**** Listed records ****

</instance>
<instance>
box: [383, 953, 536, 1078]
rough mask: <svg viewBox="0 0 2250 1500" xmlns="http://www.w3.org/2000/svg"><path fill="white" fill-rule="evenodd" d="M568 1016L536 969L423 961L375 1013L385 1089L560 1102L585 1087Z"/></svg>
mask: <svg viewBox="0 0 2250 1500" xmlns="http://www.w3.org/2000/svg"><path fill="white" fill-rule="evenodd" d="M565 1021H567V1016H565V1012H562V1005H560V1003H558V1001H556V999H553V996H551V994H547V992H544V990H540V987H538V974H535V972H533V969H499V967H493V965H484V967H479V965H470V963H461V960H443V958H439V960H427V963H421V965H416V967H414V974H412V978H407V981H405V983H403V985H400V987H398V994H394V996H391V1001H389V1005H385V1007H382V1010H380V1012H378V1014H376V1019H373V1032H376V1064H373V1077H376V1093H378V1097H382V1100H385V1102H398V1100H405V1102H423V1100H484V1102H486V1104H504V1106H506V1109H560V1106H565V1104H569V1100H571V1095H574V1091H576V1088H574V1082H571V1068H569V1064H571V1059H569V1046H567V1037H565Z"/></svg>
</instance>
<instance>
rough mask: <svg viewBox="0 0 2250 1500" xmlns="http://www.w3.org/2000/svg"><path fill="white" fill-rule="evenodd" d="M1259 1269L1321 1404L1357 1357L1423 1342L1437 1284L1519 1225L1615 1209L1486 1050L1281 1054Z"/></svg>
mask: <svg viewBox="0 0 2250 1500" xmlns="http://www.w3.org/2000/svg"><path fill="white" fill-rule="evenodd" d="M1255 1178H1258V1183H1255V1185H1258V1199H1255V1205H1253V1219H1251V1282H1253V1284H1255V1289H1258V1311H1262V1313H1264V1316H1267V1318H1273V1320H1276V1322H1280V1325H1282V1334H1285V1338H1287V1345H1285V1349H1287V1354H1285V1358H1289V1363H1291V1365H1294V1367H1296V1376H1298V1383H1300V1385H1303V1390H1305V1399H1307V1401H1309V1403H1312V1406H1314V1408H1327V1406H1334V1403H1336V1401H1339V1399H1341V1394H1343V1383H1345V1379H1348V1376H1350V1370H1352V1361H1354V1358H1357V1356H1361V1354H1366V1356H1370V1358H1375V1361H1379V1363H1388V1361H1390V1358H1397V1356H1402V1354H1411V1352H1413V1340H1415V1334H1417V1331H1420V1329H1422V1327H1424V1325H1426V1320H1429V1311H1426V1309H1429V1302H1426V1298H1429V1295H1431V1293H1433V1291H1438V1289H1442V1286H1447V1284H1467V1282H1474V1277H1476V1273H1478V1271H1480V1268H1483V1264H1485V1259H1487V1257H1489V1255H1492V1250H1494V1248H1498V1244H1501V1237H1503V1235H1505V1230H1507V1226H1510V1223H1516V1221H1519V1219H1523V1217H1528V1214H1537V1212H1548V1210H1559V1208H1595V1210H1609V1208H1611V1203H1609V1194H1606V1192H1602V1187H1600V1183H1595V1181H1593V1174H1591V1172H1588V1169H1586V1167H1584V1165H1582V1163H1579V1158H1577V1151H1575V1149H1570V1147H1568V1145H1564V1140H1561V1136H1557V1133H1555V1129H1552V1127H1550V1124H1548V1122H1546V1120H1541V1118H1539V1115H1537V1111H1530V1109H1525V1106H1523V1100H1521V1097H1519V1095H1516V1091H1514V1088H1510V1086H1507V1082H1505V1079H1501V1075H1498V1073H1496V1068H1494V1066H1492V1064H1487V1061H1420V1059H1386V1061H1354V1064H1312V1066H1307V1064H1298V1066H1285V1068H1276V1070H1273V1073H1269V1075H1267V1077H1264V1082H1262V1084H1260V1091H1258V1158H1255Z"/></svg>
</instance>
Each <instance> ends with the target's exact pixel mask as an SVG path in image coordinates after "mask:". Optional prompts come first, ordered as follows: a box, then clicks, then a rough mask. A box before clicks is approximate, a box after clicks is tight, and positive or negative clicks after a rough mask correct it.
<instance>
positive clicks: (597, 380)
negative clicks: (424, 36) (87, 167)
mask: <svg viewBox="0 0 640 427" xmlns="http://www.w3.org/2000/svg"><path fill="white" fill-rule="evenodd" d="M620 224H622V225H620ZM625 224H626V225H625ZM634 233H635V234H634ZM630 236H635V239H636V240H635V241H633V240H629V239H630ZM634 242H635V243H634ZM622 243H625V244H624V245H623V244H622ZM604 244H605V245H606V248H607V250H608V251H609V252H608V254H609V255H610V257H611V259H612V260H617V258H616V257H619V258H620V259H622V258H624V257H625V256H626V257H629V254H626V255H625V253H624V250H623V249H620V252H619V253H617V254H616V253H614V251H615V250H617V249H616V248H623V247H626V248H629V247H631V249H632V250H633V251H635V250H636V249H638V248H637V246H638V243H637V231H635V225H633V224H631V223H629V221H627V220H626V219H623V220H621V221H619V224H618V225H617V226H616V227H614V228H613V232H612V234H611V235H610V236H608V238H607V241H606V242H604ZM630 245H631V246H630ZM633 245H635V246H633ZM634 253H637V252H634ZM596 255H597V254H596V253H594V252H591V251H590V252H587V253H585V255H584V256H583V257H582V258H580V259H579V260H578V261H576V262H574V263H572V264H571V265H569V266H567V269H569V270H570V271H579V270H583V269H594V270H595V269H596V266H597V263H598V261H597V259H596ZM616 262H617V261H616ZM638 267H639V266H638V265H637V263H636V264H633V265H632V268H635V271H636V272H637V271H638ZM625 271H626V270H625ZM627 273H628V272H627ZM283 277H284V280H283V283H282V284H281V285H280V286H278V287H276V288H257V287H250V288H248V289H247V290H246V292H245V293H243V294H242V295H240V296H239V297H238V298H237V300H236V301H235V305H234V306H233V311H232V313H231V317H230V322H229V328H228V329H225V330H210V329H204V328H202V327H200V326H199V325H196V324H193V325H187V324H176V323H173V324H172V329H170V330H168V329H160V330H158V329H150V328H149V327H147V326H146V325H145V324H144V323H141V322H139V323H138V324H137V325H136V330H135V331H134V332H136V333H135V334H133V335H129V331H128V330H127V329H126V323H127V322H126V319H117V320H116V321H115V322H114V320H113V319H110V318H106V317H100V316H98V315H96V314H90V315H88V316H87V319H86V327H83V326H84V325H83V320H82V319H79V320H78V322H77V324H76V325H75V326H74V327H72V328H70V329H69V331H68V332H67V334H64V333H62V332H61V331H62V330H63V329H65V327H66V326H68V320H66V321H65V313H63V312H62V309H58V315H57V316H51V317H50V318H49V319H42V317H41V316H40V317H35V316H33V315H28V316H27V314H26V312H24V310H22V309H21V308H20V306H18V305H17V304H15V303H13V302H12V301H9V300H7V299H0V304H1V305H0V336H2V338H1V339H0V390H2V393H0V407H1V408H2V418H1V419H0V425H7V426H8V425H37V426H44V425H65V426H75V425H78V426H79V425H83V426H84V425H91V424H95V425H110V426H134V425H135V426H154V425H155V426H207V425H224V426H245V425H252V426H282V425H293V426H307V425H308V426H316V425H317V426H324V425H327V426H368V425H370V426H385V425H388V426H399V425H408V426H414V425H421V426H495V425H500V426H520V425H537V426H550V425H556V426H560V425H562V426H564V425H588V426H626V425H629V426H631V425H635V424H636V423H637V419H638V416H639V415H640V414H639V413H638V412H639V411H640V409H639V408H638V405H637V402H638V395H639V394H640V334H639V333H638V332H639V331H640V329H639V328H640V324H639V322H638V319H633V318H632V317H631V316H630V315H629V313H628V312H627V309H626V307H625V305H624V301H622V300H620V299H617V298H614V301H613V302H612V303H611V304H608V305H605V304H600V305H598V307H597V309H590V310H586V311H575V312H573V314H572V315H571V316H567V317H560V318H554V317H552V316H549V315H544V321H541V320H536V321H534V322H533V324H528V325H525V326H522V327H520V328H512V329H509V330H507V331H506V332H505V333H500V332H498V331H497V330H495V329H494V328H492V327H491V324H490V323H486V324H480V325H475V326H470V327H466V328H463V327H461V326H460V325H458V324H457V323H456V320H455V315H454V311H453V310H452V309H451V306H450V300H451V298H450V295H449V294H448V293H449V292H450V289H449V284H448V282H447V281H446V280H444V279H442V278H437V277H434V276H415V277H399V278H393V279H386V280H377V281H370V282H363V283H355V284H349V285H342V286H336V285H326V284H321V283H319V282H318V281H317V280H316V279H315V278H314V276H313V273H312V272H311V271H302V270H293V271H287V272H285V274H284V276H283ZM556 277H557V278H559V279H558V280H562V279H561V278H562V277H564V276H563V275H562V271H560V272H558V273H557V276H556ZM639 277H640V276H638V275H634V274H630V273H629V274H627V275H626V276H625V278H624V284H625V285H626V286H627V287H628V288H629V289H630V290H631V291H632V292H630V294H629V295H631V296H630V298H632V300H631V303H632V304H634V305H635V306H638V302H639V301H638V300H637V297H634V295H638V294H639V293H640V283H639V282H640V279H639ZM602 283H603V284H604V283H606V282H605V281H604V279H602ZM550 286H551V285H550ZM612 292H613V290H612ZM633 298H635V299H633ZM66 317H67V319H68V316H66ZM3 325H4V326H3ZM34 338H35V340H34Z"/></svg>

****

- _Exercise details_: Tally the lines of the listing above that contain the string "positive", and give only the number.

- _Reply_: 2